# START OF Passage to read

Author: Winter  |  Category: Personal crapola, Tuesday tune, music, relationships, sadness

Today, I have a Tuesday Tune and then I’m gonna get all personal on you.

When people ask me what my favorite Christmas song is, I usually offer up the old carols. The songs I sang in accapella choir. The Boar’s Head Carol, the Coventry Carol, the Holly & the Ivy, Carol of the Bells… you know the stuff. The very old non-commercial stuff. I could tell you all about the Coventry Carol and Lady Godiva and some other stuff, but MEH. No one cares anymore. Everyone likes modern music. Madonna doing Santa Baby. That Mariah Carey song. Aaron Neville.

Don’t get me wrong. I like some of ‘em too. Bing Crosby and David Bowie doing the Little Drummer Boy. But the truth of the matter is that in some ways I am a child of the 80’s still. The band that rose to such huge prominence and to this day retains as much respect for their politics as their music holds a place in my heart with their Christmas song.

Last year, I cried for hours. I just wanted Rott. I was so lonely without him. I was worried about him too up in the Sierras in the cold. I wanted things to be like they used to be. Of course, stupid me was thinking back several years instead of just one or two years. Our first Christmas together in Huntington Beach.  The year we were homeless and he brought a tree to the motel on Christmas Eve. I missed just holding him and having him hold me. Last year felt so much like my first Christmas without my parents that I got a little drunk. Couldn’t take the pain.

# END OF Passage to read
# START OF Data listing

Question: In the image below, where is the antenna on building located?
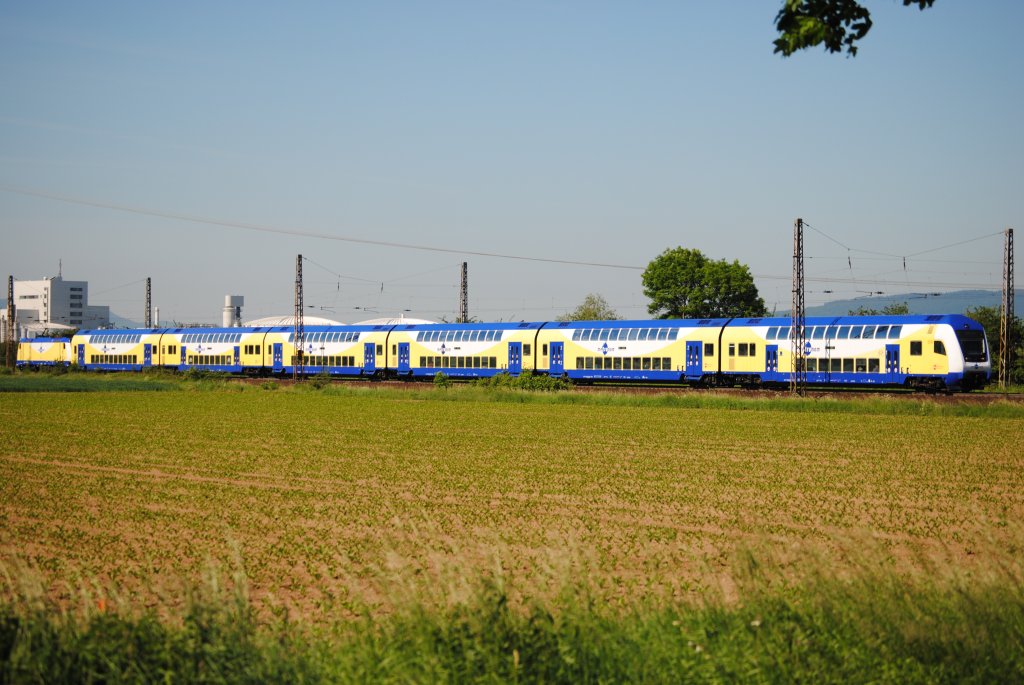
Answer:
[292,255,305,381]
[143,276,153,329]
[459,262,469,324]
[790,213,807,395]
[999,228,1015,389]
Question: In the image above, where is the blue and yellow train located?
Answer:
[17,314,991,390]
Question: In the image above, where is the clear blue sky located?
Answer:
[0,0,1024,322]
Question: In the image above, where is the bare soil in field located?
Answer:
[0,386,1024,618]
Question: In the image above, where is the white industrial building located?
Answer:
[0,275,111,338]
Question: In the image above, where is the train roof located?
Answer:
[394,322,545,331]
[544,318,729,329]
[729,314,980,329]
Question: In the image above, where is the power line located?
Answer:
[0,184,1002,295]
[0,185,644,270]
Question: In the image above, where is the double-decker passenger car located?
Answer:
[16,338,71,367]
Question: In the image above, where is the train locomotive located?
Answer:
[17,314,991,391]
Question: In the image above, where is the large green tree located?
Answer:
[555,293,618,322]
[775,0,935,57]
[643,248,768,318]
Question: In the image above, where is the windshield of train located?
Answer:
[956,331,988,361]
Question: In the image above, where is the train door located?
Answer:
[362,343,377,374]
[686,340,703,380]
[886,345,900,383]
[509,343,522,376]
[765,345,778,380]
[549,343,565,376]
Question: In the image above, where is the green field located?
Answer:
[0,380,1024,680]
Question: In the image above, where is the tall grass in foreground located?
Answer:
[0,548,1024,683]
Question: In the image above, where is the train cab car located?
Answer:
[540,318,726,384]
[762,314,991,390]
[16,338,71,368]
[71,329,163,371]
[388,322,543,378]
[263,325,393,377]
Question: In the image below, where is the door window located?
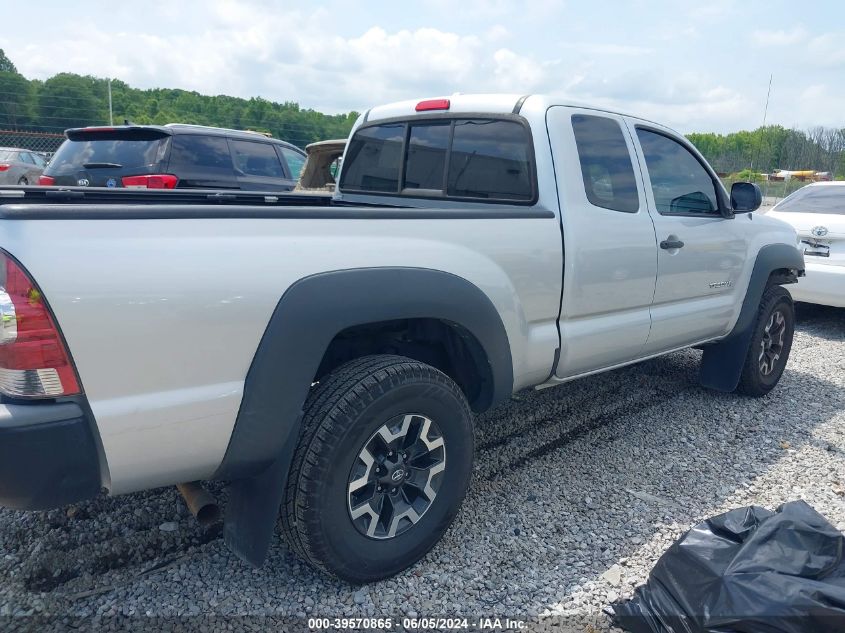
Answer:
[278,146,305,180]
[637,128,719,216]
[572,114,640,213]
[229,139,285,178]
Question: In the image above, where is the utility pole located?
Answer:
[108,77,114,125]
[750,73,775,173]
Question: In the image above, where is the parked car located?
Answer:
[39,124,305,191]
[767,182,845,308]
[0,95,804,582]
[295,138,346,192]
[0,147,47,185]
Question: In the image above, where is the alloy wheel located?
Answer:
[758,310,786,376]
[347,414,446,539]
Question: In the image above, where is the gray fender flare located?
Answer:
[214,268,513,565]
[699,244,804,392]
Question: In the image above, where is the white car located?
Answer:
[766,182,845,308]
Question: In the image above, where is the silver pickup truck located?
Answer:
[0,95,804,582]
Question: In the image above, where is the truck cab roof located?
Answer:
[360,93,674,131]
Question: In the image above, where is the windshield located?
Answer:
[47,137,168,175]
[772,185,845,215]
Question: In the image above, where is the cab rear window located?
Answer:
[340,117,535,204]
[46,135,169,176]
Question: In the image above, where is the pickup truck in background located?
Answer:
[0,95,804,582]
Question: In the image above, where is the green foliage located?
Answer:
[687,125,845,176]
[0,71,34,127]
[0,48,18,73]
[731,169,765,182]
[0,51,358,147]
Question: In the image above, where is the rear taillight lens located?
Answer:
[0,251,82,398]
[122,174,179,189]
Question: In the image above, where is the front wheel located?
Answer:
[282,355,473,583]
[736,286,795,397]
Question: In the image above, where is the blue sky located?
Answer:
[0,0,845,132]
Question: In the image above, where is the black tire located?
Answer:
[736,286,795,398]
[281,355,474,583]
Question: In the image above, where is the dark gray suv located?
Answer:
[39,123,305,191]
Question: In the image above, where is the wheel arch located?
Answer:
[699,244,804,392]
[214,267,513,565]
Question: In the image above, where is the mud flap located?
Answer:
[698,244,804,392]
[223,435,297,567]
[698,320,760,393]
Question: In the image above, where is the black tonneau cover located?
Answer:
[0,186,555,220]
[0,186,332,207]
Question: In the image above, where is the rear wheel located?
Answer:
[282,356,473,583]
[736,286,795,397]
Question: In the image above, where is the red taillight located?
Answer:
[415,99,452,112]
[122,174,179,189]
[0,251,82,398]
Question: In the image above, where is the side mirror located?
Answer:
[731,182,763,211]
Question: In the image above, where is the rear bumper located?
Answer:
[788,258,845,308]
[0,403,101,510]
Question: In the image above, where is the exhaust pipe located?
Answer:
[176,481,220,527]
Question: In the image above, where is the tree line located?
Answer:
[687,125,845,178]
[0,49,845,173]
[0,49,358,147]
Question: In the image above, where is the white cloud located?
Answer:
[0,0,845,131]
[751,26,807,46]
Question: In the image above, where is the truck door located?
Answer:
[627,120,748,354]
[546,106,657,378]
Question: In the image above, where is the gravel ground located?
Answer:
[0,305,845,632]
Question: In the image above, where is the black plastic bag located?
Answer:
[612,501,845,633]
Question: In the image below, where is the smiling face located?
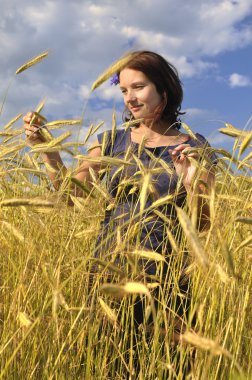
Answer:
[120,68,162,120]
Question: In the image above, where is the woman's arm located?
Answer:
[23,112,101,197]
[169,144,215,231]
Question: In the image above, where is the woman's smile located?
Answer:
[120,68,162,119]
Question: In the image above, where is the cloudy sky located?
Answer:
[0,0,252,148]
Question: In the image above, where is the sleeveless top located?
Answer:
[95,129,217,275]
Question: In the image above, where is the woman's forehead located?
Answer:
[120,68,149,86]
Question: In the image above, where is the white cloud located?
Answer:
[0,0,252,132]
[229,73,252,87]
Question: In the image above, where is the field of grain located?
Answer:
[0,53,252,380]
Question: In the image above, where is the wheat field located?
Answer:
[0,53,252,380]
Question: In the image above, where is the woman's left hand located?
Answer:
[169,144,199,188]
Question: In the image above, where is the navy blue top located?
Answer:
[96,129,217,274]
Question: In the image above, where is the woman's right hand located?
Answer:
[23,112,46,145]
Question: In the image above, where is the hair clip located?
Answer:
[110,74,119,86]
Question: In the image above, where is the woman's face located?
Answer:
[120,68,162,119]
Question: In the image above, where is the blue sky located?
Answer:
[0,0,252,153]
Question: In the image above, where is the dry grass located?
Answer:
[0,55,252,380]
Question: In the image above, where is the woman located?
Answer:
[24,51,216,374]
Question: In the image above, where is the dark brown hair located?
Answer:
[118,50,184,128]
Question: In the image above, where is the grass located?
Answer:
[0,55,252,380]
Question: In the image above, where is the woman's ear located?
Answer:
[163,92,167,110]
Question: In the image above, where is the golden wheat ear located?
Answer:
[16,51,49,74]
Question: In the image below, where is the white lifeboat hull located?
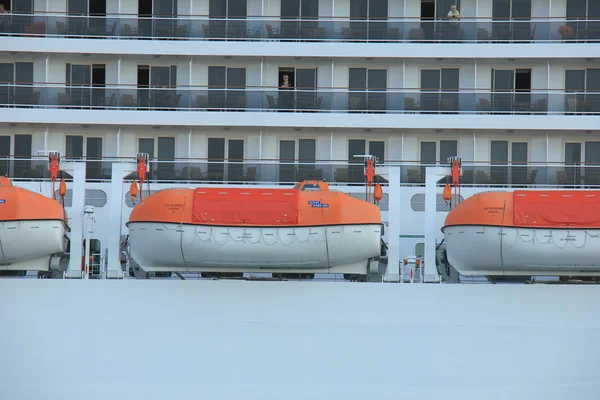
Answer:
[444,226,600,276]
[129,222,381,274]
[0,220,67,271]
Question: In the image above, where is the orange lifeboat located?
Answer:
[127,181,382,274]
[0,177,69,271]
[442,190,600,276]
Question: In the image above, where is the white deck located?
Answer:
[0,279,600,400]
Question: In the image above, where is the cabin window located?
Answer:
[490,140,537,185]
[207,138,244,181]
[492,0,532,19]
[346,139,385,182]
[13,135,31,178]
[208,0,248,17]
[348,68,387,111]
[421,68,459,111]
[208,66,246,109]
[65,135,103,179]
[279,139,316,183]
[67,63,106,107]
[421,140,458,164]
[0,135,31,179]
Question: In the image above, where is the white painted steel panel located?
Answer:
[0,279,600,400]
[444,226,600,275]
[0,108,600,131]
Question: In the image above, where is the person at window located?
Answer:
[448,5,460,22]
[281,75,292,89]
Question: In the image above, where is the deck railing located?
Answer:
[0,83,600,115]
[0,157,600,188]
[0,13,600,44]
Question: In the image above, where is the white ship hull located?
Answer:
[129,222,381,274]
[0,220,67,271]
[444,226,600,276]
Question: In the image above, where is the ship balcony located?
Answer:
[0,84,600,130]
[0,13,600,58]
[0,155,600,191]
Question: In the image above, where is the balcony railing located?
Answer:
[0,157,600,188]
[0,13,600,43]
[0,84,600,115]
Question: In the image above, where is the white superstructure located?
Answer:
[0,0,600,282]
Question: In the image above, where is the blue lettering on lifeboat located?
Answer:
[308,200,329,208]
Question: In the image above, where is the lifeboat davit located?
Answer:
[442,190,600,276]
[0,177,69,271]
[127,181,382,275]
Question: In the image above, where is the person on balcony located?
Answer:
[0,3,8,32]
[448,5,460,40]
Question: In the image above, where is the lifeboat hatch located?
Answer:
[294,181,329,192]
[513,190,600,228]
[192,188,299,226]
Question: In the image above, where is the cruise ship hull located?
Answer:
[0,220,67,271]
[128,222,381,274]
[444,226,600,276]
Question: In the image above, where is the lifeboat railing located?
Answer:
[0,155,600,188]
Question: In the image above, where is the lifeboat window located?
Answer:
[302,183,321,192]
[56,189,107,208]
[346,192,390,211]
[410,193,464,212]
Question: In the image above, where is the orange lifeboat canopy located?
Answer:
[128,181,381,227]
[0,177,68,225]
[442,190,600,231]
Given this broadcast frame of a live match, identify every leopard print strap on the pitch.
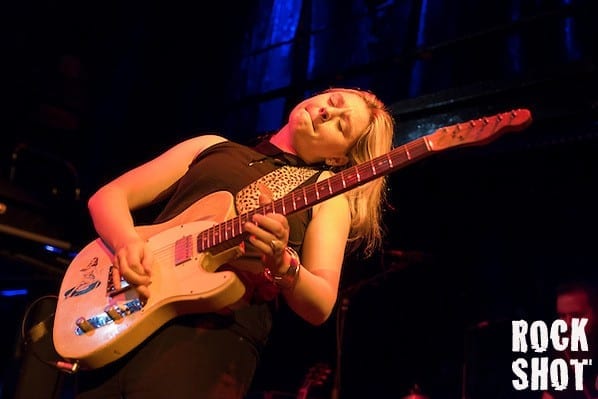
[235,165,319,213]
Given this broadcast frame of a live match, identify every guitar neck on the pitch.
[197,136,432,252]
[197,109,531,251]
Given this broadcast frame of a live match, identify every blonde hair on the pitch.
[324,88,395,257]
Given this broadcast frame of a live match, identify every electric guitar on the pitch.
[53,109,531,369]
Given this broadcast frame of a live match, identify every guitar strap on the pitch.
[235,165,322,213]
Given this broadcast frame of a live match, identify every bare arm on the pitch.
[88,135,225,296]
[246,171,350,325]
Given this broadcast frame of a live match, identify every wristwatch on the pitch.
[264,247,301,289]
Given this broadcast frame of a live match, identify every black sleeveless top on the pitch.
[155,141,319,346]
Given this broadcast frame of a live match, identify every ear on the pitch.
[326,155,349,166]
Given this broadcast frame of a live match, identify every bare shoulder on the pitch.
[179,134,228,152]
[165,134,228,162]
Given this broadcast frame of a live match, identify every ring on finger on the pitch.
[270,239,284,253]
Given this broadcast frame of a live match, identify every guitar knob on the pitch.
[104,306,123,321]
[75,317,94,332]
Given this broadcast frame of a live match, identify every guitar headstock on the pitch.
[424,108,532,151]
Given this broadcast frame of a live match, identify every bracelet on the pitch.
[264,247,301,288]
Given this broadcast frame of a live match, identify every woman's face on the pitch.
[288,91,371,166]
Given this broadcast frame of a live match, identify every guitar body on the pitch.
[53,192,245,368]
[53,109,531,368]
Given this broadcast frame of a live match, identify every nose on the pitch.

# END OF Data listing

» **Work to be completed**
Rewrite the Christmas music post from "When people ask" to "song. Aaron Neville.", substituting "the classic carols" for "the old carols". The listing has no connection to the Christmas music post.

» **Answer for the task**
When people ask me what my favorite Christmas song is, I usually offer up the classic carols. The songs I sang in accapella choir. The Boar’s Head Carol, the Coventry Carol, the Holly & the Ivy, Carol of the Bells… you know the stuff. The very old non-commercial stuff. I could tell you all about the Coventry Carol and Lady Godiva and some other stuff, but MEH. No one cares anymore. Everyone likes modern music. Madonna doing Santa Baby. That Mariah Carey song. Aaron Neville.